*THE PROBLEM:* Could you output exactly the lines from the one containing "of the black" through the end of the records below, and nothing more?
-- Opening Marker --
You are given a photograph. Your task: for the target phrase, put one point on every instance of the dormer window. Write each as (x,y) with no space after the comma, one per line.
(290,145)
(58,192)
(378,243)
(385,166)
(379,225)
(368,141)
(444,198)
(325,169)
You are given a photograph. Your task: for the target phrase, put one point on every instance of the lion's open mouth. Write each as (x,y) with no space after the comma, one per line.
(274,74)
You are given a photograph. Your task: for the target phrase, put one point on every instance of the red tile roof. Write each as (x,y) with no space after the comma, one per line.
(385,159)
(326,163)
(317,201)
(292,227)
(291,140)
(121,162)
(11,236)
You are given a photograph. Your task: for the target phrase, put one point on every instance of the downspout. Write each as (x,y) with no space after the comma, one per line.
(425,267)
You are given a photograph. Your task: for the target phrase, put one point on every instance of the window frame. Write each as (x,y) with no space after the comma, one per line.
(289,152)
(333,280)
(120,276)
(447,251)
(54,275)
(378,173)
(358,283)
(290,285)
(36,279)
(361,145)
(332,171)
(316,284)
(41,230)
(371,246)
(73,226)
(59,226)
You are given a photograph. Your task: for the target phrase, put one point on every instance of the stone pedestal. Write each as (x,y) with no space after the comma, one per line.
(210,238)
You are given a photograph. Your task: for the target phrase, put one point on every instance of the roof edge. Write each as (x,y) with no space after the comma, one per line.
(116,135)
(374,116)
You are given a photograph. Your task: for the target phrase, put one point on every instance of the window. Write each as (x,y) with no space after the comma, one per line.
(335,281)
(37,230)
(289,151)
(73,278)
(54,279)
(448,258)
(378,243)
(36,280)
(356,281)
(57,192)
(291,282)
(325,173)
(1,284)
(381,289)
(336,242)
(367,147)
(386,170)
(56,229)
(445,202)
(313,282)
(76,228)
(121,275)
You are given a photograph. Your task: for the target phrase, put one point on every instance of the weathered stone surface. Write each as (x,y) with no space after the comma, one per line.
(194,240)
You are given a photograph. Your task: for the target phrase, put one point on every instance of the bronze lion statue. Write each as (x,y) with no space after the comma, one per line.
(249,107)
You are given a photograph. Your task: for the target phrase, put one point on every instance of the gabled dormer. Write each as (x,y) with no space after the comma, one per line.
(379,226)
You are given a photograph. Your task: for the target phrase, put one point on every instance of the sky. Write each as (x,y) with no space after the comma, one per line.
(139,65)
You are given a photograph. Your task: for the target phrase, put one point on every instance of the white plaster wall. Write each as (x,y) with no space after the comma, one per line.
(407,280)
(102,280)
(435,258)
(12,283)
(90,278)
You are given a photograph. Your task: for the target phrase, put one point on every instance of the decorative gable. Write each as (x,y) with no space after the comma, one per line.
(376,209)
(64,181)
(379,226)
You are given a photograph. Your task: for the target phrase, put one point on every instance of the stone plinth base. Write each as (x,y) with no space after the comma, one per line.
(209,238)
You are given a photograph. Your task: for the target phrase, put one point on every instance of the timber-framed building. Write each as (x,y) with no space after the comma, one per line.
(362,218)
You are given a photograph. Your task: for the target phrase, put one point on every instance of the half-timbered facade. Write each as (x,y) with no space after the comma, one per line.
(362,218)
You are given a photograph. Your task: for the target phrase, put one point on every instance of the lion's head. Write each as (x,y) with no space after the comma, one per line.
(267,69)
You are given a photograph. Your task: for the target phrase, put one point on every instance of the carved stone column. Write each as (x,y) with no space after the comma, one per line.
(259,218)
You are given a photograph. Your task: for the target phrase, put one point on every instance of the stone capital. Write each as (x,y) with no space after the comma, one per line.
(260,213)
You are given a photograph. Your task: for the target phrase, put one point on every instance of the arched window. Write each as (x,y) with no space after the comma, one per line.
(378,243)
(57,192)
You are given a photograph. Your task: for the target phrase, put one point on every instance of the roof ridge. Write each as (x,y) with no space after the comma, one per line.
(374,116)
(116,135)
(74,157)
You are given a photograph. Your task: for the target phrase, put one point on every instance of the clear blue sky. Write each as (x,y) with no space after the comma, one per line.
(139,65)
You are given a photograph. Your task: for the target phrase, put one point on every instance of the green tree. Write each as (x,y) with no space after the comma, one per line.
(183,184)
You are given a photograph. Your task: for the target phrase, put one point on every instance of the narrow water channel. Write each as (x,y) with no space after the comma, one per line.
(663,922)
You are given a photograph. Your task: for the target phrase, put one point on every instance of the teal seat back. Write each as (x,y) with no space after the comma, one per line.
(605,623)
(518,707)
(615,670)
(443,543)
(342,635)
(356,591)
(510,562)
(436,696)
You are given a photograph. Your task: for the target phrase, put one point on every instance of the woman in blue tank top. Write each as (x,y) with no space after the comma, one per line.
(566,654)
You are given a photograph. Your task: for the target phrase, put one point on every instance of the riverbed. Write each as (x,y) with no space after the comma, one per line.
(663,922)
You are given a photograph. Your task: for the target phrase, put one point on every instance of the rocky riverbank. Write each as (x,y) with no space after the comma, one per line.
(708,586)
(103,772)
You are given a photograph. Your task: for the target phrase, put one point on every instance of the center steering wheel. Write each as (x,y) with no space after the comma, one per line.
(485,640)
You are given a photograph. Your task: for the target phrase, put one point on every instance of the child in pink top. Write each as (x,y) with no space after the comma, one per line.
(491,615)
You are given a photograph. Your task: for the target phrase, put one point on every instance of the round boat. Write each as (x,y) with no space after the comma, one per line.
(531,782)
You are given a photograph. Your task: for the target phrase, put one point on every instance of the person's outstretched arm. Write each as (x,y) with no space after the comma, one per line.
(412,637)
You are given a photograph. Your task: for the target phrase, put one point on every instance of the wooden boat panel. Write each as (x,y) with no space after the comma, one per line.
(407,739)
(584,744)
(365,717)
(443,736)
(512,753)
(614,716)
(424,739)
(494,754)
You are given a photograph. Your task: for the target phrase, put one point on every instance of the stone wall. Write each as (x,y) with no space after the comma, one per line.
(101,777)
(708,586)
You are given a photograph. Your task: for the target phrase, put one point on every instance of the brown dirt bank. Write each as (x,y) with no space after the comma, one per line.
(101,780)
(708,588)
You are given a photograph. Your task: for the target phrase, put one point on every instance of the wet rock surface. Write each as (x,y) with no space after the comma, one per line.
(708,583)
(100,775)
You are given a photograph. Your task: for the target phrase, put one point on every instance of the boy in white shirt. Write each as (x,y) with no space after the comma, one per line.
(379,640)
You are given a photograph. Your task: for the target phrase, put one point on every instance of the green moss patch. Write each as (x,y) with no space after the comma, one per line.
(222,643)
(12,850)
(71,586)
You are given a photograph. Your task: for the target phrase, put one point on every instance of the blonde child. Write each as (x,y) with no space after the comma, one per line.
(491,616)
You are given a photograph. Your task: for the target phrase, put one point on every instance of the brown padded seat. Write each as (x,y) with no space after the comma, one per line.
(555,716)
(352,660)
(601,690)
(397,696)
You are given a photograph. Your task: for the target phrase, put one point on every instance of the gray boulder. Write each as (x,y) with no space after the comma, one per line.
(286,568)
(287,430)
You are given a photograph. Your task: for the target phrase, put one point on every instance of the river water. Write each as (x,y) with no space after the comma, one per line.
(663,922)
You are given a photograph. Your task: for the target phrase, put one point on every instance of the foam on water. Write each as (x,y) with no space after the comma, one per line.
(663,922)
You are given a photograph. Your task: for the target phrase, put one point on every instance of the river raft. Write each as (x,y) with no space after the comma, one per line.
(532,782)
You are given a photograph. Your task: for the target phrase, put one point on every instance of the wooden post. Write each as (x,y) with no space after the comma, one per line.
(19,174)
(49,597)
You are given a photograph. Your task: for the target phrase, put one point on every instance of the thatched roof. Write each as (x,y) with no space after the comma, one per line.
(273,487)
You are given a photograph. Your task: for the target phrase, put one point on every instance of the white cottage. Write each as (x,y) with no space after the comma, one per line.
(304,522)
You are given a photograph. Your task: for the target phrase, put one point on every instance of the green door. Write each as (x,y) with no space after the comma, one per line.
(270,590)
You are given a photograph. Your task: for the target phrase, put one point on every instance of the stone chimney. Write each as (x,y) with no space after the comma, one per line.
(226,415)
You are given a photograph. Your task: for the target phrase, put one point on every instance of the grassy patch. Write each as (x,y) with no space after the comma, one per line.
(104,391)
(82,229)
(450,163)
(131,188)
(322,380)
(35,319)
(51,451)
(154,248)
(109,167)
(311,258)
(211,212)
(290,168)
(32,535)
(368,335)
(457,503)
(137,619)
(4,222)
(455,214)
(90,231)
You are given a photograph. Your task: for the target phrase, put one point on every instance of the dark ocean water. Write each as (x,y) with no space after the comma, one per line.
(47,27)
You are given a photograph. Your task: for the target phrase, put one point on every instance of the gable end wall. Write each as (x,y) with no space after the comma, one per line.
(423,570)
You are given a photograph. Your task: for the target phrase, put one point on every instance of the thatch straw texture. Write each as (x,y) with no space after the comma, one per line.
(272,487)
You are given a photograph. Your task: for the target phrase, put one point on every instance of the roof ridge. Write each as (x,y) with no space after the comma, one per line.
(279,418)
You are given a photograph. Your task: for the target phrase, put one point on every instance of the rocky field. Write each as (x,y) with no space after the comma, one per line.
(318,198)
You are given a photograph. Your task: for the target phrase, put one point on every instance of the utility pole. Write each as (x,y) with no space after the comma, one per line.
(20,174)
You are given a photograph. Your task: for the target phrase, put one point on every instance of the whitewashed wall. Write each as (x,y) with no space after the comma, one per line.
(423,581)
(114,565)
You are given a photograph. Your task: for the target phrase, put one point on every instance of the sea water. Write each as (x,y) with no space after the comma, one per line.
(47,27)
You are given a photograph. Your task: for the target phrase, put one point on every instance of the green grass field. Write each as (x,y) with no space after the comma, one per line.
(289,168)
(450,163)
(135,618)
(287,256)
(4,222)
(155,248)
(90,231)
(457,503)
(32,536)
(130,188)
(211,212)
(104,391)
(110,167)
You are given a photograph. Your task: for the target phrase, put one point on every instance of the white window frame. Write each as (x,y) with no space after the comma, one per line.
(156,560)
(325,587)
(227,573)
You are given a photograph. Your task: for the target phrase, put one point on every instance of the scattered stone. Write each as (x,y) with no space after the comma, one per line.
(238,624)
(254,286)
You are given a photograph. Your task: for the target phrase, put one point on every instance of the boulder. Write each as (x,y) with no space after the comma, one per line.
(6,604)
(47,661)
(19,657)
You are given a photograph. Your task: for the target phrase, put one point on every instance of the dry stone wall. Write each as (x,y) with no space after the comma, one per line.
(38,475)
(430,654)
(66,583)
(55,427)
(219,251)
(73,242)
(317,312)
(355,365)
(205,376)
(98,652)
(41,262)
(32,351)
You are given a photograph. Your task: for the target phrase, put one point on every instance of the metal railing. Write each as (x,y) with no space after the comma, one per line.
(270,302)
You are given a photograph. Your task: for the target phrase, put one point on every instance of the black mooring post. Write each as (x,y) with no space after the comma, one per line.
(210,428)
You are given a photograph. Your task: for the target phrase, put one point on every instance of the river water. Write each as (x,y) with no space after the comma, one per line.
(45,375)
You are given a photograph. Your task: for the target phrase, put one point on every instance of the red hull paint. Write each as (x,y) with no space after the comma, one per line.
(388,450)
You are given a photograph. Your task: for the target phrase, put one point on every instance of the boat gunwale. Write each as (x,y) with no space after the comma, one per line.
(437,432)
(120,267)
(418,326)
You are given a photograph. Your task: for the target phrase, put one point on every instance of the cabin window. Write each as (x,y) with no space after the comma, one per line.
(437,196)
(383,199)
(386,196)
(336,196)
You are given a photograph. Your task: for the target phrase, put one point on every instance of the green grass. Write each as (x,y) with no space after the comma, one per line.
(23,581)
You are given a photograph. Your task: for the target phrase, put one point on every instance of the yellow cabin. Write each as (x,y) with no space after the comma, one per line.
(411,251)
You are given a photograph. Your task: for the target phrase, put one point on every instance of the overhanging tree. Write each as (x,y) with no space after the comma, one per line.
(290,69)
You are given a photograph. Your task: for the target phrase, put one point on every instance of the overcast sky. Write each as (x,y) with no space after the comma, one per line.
-- Closing Marker --
*SOLVED EXERCISE:*
You are given a photograph. Your task: for the target phrase, put one point on every instance of the black mooring post. Write each as (x,y) with no space after the comma, one per line.
(210,428)
You are given a photograph. Your task: for the target phrase, put one point on every instance of the river water. Write each as (x,y) with no space after the comma, one per line.
(45,375)
You are given a photograph. Your task: for the target phrase, put one point on every instance of the red hull paint. Write each as (x,y) with no space after the comma, one per line.
(388,450)
You are given a photograph. Your task: for the target phrase, put one point on every instance of the boat gunwale. Write each as (x,y) with no space after the comma, one per line.
(437,432)
(120,267)
(418,326)
You are given a photograph. Your task: for the target phrase, put one point on every instance of the cabin window. Write each as (x,y) with no space after the comma, one per line.
(437,196)
(383,199)
(386,196)
(336,196)
You are given a photograph. Your task: for the target phrase, put one point on every instance of the green grass. Write each as (x,y) with no space after the comma, one per line.
(23,581)
You are given a photograph. Your task: for the target phrase, put one point on every instance of the yellow cabin. Write each as (x,y) with no space after the comma, one per line.
(411,251)
You are given a photograph. Your task: for the target phrase, put one point on every instance of the overhanging tree. Write each as (x,y) with no space after the comma, one per line.
(290,69)
You are given a photograph. Your task: for the target phrase, put one point on every instance of the overcast sky. Write each as (x,y) with no space after the comma, one per line.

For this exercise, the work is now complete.